» **Activity**:
The required lines are those that contain "positive"; pull them out of the data and copy them.
________________________________________
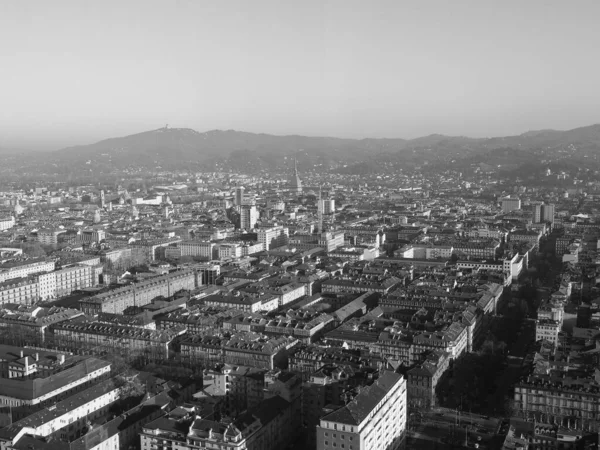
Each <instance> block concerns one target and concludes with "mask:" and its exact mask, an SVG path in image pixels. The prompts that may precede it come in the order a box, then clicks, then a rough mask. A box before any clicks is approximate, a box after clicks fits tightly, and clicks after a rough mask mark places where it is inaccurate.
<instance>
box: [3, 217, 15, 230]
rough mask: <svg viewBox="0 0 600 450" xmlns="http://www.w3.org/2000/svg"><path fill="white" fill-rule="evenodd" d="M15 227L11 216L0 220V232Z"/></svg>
mask: <svg viewBox="0 0 600 450" xmlns="http://www.w3.org/2000/svg"><path fill="white" fill-rule="evenodd" d="M14 226H15V218H14V217H13V216H10V217H5V218H0V231H2V230H8V229H9V228H12V227H14Z"/></svg>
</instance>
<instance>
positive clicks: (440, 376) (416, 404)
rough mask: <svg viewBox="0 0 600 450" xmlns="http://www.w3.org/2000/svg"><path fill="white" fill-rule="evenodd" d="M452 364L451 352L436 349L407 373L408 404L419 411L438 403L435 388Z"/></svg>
mask: <svg viewBox="0 0 600 450" xmlns="http://www.w3.org/2000/svg"><path fill="white" fill-rule="evenodd" d="M449 364H450V358H449V354H448V353H446V352H444V351H440V350H434V351H432V352H431V353H429V354H428V355H427V356H426V357H425V361H423V362H422V363H420V364H417V365H416V366H415V367H413V368H412V369H410V370H409V371H408V372H407V373H406V378H407V383H408V406H409V408H416V409H418V410H419V411H423V410H428V409H430V408H431V407H433V406H435V405H436V394H435V388H436V386H437V383H438V381H439V380H440V378H441V377H442V375H443V374H444V373H445V372H446V370H447V369H448V367H449Z"/></svg>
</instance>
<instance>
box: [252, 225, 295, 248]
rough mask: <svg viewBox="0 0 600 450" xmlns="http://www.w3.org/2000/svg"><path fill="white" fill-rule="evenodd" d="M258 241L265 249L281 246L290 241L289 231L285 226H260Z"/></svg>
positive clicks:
________________________________________
» **Task output**:
positive clicks: (440, 376) (416, 404)
positive clicks:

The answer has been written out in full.